» DOCUMENT TEXT:
A easy C++ solution using recursive, with explanation(23ms)


  • 1
    N

    Find all permutations without duplicates, we just need swap nums[start] and nums[i] if there are no elements in [start, i] equals to nums[i].

    If the vector nums is [1,2,1] .When begin = 0, i = 1, swap them, we get [2,1,1]. When begin = 1, i = 2, swap them, we get [1,1,2].

    The model of recursive call is:

    the number in the parentheses getPer(begin) denotes the value of begin.

    getPer(0):

    • i = 0 , getPer(1)
    • i = 1, getPer(2)
    • i = 2, getPer(3)

    getPer(1):

    • i=1,getPer(2)
    • i=2,getPer(3)

    getper(2):

    • i=2, getPer(3)

    Finally, the code is :

    class Solution {
    public:
        vector<vector<int>> permuteUnique(vector<int>& nums) {
            vector<vector<int>> ans;
            getPer(ans, nums, 0);
            return ans;
        }
    private:
        bool isDup(vector<int>& nums, int i, int j)
        {
            for (int k = i; k < j; ++k)
                if (nums[k] == nums[j])
                    return true;
            return false;
        }
        
        void getPer(vector<vector<int>>& ans, vector<int>& nums, int start)

» DATA:
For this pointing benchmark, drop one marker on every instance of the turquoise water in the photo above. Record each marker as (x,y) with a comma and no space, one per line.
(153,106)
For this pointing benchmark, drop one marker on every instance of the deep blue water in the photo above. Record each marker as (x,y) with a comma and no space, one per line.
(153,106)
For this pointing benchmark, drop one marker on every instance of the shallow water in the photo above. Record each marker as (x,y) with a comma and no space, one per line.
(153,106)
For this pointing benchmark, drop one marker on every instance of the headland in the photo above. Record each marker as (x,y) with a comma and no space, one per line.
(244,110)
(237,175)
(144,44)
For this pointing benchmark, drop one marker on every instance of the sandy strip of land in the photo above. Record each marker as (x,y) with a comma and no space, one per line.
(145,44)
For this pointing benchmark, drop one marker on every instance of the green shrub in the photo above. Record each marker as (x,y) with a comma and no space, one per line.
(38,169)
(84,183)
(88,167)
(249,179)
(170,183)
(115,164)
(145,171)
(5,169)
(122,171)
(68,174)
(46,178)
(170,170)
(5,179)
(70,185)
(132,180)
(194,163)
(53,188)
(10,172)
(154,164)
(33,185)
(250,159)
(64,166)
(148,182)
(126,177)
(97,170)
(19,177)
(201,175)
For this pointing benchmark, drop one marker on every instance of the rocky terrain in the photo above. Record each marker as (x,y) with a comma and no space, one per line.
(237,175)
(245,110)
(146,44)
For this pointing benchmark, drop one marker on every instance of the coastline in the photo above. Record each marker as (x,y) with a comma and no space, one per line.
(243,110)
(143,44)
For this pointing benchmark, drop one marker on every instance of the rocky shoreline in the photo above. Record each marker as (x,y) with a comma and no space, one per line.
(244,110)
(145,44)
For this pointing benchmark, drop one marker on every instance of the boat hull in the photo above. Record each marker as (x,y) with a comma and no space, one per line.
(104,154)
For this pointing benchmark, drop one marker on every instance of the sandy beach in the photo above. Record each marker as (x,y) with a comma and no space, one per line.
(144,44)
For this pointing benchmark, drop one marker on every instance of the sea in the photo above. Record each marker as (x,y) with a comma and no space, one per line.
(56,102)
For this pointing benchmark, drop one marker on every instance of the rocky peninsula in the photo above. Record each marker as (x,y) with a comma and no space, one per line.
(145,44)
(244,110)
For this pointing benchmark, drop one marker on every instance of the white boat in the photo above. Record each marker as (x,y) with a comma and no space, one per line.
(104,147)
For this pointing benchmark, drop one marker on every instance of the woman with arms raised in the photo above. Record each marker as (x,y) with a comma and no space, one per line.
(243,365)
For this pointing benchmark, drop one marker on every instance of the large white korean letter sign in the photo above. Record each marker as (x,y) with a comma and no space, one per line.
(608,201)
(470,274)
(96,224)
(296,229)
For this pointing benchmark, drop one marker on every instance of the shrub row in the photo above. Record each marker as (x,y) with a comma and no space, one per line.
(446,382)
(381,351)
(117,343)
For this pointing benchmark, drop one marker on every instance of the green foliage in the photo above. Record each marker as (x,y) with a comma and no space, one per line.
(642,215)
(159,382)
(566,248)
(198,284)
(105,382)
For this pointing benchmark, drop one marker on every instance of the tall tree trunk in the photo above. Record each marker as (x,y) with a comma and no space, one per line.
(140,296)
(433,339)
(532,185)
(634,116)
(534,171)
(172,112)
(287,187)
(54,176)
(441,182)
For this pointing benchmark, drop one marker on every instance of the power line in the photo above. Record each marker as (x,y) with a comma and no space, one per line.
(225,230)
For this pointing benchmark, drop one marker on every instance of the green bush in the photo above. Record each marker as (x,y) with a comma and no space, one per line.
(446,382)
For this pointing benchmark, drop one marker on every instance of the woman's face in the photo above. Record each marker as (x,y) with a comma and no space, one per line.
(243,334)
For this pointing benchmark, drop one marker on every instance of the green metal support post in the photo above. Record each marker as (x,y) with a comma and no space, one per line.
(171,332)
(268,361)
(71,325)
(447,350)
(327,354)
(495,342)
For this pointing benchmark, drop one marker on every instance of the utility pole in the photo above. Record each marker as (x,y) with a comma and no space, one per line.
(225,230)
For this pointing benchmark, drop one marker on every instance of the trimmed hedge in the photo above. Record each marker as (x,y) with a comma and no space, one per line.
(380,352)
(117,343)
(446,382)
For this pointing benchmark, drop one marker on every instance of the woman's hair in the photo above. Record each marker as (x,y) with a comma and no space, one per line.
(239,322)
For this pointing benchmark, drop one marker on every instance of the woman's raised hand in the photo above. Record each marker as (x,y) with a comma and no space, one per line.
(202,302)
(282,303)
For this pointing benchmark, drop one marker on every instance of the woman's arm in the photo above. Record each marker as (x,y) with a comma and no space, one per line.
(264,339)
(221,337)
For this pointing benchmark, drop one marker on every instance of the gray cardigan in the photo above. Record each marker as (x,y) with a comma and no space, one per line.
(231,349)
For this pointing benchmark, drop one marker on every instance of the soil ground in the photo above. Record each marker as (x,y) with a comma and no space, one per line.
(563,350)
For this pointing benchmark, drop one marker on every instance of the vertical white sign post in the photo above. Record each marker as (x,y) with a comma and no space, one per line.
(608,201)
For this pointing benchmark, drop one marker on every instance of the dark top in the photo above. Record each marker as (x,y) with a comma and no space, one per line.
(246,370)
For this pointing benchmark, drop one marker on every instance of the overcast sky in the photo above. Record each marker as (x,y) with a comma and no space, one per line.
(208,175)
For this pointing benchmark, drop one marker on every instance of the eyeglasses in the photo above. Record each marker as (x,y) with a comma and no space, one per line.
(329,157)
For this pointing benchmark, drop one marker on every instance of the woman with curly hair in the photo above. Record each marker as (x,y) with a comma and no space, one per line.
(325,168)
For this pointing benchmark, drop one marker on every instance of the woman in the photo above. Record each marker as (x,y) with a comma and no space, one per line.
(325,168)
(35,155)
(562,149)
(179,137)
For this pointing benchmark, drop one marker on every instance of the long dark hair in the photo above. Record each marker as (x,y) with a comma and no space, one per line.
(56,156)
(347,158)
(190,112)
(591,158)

...

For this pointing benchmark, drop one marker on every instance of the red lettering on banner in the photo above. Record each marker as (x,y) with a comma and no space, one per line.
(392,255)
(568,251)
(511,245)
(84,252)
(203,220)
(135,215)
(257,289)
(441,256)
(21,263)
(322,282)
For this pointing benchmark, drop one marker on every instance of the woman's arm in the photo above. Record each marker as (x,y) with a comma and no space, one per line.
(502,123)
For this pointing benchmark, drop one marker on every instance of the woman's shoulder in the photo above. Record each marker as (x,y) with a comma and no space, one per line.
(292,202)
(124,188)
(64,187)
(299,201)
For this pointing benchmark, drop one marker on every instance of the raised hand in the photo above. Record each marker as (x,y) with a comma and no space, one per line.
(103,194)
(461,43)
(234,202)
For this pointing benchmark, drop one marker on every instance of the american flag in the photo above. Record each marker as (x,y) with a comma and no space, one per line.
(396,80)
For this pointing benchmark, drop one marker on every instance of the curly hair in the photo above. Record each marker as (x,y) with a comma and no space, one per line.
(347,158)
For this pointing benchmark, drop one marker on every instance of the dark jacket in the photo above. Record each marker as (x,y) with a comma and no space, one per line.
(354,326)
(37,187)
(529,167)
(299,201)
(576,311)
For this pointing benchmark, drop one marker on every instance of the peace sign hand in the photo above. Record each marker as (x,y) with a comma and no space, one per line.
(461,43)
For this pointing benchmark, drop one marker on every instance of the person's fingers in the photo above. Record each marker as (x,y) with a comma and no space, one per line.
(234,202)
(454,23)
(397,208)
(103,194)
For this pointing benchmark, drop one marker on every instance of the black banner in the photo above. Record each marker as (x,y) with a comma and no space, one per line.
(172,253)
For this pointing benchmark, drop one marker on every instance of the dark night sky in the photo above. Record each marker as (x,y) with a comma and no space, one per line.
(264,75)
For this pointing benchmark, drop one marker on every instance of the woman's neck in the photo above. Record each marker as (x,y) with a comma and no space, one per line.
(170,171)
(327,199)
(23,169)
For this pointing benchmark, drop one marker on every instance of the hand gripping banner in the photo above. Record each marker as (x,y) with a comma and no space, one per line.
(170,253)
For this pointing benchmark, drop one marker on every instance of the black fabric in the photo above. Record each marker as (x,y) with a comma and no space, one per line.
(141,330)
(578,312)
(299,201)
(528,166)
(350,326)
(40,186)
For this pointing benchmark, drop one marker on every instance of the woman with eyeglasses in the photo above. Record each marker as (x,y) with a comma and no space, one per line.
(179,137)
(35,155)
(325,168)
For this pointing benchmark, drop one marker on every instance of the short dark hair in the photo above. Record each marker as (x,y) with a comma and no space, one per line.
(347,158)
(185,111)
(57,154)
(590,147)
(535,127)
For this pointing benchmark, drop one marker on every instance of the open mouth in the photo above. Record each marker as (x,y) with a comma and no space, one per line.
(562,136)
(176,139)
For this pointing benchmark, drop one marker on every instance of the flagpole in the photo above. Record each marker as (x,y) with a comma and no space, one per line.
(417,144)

» WHAT IS ASKED: In the C++ permutations solution, what vector results from the swap when begin = 0 and i = 1 for nums [1,2,1]?

» FINISHED TASK: [2,1,1]